THE TASKS
1 - Summarize the text below on Japan-related query categorization in two sentences.
2 - In the text below on Japan-related query categorization, what time gap defines the short-gap temporal sessions?

Table 5 shows the categorization of the users according to the queries submitted by them.

Table 5 Initial Japan-related user categories and their rates among all users 

5.3 Step 3. Category Re-Combination and Vocabulary Expansion

a. Combining Categories into Compound Classes

Small (in terms of the users attributed) and closely topically related basic categories are aggregated into compound classes. Two subsidiary categories are aggregated into the General class. Table 6 shows the resulting compound classes and the number of users attributed to them. Since user categories intersect, the number of users in the compound classes is smaller than the sum of users in the combined categories. Now, the word classes do not intersect while the corresponding classes of users may intersect and do intersect.

Table 6 Classes of words and number of users in corresponding user classes of datasets 

b. Vocabulary Mutation

(1) Expansion of subsidiary words by (non-Japan-referring) dictionary words and re-attribution of detected combinations to basic classes.

Since the number of users attributed to subsidiary categories is big, the words from these categories should be specified by their in-query collocations and these combinations should be re-categorized as possible in terms of the basic classes. E.g., a combination Kyoto castles should be attributed to the Culture class against to attribution of Kyoto to the General class.

Procedure.

(a) A non-Japan-referring dictionary word w more frequently collocated in queries with a General class word Wthan w which appears in all other queries is automatically extracted as a candidate for a combination <wi W> attributed to some basic class.

(b) The list of extracted word-combinations is checked manually and approved candidates are inserted into the appropriate word class. When <wi W> is approved, the status of Wis not affected.

The results of the procedure are very successful and give 43 word-combinations such as Japan history, Japan culture (it is worthy of noting that school essay is a very frequent co-locator of these combinations). An impressive example is an expansion of yokohama. This geographic name frequently appears in the Yandex logs. However, all 23 yokohama occurrences are occurrences of yokohama tiers combination (Cars).

The dramatic change in the sizes of user classes in Table 7 (cf. Table 6) is the result of the subsidiary word expansion with dictionary non-vocabulary words.

Definitions.

A temporal session is defined as a sequence of the user queries cut from previous and successive sessions by a certain time gap. A task session is technically defined as a connected component of the lexical similarity graph of queries submitted during a temporal session. When we extract task sessions, we use 30-min time gap. But as a result of lexical task session detection, it is unlikely that queries containing unknown Japan-referring words will be included into the task session detected as Japan-referring. For this reason, we also use short-gap temporal sessions with a 5-min time gap. One can expect that Japan-referring queries are close intime.

(2) New Japan-referring word extraction.

One can expect that non-vocabulary Japan-referring words more frequently appear in (a) queries containing words from the vocabulary, (b) task sessions containing such queries, and (c) short-gap temporal sessions containing such queries. Just as in the candidates' extraction from the Japan-related texts in Step 1, we suppose that (non-vocabulary) Japan-referring words in queries are non-dictionary. As a result, all non-dictionary words are automatically extracted from Japan-referring queries and task and short-gap sessions.

[Location identification entries]
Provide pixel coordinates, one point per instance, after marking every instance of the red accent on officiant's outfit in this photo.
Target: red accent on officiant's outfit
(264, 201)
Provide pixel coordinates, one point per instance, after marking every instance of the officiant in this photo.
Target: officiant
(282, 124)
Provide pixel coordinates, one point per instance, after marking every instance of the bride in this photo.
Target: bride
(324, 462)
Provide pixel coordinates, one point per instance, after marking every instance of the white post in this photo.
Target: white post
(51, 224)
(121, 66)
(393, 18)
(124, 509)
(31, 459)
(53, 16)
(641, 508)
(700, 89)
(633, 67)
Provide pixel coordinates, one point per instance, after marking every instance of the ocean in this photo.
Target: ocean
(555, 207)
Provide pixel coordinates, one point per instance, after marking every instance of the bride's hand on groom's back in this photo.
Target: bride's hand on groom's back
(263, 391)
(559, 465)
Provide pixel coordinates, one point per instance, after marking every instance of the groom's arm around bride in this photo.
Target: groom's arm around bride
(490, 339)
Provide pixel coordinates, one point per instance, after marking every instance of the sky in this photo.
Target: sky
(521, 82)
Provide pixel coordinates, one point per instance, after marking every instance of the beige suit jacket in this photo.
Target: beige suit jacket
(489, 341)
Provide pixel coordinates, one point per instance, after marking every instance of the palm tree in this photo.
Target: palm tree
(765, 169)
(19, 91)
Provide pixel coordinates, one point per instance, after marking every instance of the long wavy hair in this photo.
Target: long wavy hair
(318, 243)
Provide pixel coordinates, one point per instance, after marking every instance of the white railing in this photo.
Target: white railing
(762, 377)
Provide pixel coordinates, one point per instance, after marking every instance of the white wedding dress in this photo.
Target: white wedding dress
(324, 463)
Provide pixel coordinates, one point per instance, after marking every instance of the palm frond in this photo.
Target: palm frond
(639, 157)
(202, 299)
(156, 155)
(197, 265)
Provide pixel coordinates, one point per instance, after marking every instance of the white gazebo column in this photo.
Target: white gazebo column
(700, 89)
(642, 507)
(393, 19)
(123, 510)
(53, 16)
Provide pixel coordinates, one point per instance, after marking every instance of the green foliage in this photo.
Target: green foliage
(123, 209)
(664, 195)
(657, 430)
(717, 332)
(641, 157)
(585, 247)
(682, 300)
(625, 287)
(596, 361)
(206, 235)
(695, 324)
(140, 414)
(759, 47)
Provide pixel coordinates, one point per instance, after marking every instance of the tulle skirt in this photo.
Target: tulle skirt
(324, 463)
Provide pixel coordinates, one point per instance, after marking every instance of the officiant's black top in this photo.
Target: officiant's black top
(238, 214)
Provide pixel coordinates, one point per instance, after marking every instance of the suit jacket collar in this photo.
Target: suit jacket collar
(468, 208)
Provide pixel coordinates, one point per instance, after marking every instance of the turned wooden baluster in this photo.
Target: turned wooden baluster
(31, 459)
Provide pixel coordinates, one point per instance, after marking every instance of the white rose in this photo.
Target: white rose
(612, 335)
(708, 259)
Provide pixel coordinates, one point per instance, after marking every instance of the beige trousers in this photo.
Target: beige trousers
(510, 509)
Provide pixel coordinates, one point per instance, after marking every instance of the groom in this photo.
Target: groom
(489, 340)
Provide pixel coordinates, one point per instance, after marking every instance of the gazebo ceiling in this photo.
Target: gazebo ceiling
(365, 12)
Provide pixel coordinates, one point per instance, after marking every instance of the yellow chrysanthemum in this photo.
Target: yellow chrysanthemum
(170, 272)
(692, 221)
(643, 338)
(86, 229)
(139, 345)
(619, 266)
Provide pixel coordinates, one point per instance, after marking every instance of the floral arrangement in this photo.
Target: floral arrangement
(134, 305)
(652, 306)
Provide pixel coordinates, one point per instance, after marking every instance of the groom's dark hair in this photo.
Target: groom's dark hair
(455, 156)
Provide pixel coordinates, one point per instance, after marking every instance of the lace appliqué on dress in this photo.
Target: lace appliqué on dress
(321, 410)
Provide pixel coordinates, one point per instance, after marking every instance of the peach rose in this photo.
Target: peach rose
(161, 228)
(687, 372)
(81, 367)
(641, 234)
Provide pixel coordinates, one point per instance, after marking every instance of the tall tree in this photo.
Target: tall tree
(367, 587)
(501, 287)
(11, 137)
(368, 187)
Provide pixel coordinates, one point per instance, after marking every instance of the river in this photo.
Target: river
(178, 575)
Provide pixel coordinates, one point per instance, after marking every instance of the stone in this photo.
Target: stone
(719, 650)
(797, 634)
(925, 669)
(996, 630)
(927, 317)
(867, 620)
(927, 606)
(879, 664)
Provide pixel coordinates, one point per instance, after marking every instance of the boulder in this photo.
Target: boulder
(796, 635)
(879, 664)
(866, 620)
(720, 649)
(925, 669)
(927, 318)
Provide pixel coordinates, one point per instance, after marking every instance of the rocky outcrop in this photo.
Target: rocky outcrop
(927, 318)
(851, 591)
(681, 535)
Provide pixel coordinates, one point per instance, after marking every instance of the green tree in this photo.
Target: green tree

SOLUTIONS TO THE TASKS
1 - Small, closely related basic user categories are combined into compound classes, and subsidiary words are expanded through their in-query collocations with dictionary words so that these combinations can be re-attributed to basic classes. New Japan-referring words are then extracted automatically as non-dictionary words from Japan-referring queries, task sessions and short-gap temporal sessions.

2 - A 5-minute time gap.